Print the lines of the items below word for word, beginning at the line that contains "Could you please spot the man" and continuing through the last line of the items, with both ends included.

(Items excerpted from a collection)
▼

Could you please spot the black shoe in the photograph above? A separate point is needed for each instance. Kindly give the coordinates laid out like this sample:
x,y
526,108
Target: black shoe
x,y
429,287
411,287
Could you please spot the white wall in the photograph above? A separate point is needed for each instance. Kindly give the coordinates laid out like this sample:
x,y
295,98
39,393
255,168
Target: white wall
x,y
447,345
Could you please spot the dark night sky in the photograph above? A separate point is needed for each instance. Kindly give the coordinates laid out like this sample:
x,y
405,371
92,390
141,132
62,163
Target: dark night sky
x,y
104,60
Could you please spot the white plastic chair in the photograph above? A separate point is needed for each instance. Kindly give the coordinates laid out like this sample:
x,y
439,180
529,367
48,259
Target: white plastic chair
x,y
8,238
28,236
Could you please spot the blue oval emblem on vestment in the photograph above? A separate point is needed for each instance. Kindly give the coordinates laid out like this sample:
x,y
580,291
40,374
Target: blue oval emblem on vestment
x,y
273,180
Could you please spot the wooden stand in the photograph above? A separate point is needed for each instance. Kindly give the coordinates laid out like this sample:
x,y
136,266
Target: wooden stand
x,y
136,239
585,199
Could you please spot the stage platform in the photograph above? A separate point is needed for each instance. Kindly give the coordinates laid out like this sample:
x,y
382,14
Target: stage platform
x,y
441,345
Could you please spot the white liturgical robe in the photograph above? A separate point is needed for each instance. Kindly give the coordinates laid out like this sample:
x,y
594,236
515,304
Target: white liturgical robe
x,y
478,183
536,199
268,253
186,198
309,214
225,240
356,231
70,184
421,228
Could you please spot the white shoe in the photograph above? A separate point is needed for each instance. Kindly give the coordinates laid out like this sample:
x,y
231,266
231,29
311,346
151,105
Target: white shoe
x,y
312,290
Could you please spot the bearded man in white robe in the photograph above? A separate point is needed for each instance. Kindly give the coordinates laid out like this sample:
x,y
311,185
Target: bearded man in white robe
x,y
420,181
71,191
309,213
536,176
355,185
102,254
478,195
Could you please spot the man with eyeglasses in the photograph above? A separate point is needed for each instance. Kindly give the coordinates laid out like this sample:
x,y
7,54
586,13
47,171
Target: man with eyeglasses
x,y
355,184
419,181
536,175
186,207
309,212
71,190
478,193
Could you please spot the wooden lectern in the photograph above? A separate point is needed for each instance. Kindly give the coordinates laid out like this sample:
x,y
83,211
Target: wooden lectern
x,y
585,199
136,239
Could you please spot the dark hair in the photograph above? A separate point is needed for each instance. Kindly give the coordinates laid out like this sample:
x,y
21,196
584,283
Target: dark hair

▲

- WRITTEN ANSWER -
Could you please spot the man with eyeglasses in the photograph above? A separate point is needed for each instance. Kindly give the coordinates laid out like this sample:
x,y
7,54
586,13
47,171
Target: man with eyeglasses
x,y
355,184
419,181
536,175
186,207
309,212
71,190
478,193
Could you please spot the wooden lectern in the photograph above? A separate point is needed for each instance. Kindly give the coordinates laid out like this sample:
x,y
83,211
Target: wooden lectern
x,y
585,199
136,239
Could you please spot the dark hair in the photograph above? A separate point is needed for each instance. Kindly give the coordinates laid out like this sample:
x,y
21,196
584,283
Target: dark hair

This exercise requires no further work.